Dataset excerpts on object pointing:
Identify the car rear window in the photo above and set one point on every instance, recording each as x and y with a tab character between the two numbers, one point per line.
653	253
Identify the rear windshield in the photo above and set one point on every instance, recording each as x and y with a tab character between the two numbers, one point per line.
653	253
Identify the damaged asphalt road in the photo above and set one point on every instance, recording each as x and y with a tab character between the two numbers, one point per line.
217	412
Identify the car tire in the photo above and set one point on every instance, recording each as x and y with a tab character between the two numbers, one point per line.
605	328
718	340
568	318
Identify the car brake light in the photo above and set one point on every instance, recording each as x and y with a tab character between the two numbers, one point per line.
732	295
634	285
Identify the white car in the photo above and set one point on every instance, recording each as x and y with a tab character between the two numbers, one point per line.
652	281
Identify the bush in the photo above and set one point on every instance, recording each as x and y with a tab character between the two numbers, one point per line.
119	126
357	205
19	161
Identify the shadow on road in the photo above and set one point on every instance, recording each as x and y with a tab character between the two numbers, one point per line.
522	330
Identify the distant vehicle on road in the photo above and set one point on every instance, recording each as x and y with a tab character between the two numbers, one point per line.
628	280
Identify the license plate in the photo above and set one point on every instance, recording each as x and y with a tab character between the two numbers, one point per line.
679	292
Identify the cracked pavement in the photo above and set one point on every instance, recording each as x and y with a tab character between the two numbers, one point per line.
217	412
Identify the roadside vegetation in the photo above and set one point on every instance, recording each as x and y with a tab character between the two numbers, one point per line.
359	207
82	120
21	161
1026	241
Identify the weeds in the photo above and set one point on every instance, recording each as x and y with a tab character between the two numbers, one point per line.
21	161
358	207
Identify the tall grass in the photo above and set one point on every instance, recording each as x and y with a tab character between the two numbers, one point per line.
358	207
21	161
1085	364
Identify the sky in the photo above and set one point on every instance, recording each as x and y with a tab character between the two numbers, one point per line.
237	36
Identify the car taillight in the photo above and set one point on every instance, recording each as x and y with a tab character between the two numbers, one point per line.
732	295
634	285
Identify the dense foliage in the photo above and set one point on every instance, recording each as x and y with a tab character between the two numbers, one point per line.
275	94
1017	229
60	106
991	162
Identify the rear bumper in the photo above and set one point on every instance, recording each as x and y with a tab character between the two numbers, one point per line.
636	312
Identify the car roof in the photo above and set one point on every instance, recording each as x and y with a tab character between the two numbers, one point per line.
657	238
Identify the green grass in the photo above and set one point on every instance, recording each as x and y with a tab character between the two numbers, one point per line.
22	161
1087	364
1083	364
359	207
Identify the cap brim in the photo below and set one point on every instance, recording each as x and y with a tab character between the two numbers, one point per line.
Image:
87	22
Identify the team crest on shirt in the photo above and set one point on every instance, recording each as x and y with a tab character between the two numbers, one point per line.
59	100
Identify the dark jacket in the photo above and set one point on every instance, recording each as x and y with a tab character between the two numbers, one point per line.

» DIRECTIVE
The entries above must be returned in full, exactly as shown.

» SOLUTION
Identify the car rear window in the photo above and set one point on every instance, recording each as x and y with a tab character between the two numbers, one point per line.
653	253
Identify the rear windshield in the photo above and set one point on every instance, recording each as x and y with a tab character between the two numbers, one point per line.
653	253
Identify the damaged asphalt road in the photo above and set one point on every instance, recording each as x and y with a tab character between the two numbers, one point per line.
217	412
Identify the car tire in the photo above and set one point on every instance, recording each as x and y with a tab character between the two numbers, one point per line.
605	328
718	340
568	318
Identify the car brake light in the photo above and set one point on every instance, recording each as x and y with a tab character between the two numbers, one point per line.
732	295
634	285
Identify the white car in the photo above and set one point on every instance, recording each as x and y with a tab character between the two numbers, one point per line.
652	281
Identify the bush in the photo above and set one point on every instance, recording each as x and y with a tab character between the two numbers, one point per line.
119	126
357	205
19	161
Identify the shadow on road in the photo above and set one point on every instance, recording each as x and y with a tab character between the two numbers, one point per line.
522	330
Identify the distant vehicle on road in the photo above and set one point on every instance, recording each as x and y with a tab character between the two numbers, one point per line.
628	280
Identify the license plate in the photo above and set one point on every instance, recording each as x and y with a tab character between the two numbers, one point per line.
679	292
Identify the cracked pavement in the photo above and set one point on every instance, recording each as x and y with a tab character between the two numbers, one point per line.
217	412
Identify the roadside vegetation in the photo above and set one point on every instance, recording each as x and y with a tab character between the two numbers, one point per line.
359	207
82	120
21	161
1026	241
Identify the weeds in the photo above and set one point on every instance, recording each as x and y with a tab character between the two numbers, one point per line.
21	161
358	207
Identify the tall grass in the photo above and set one point on every instance, recording each as x and y with a tab character between the two numbers, one point per line.
358	207
21	161
1085	364
Identify the sky in the photo above and set one point on every instance, recording each as x and y with a tab character between the two numbers, one point per line.
237	36
Identify the car taillight in the photo above and set one point on every instance, recording each as x and y with a tab character between the two numbers, one point per line.
732	295
634	285
Identify the dense foliage in the photo above and set one point on every instance, recording each as x and y with a tab character between the two numbers, one point per line.
275	94
1017	229
60	106
991	162
Identify the rear bumper in the photo above and set one point on every instance, recording each as x and y with a tab character between the two numbers, one point per line.
636	312
Identify the car roof in the photo above and set one point on every instance, recording each as x and y with a tab character between the two numbers, one point per line.
657	238
Identify the green grass in the photo above and set one point on every instance, recording each as x and y with a tab character between the two numbers, one point per line.
22	161
1087	364
1083	364
359	207
Identify the cap brim in the photo below and set one point on every instance, recording each as x and y with a tab character between the two numbers, one point per line.
Image:
87	22
Identify the team crest on shirt in the photo above and set one point on every instance, recording each as x and y with a tab character between the two numbers, one point per line.
59	100
Identify the dark jacket in the photo above and set one point on every instance, recording each as x and y with a tab character between the two numbers, one point per line.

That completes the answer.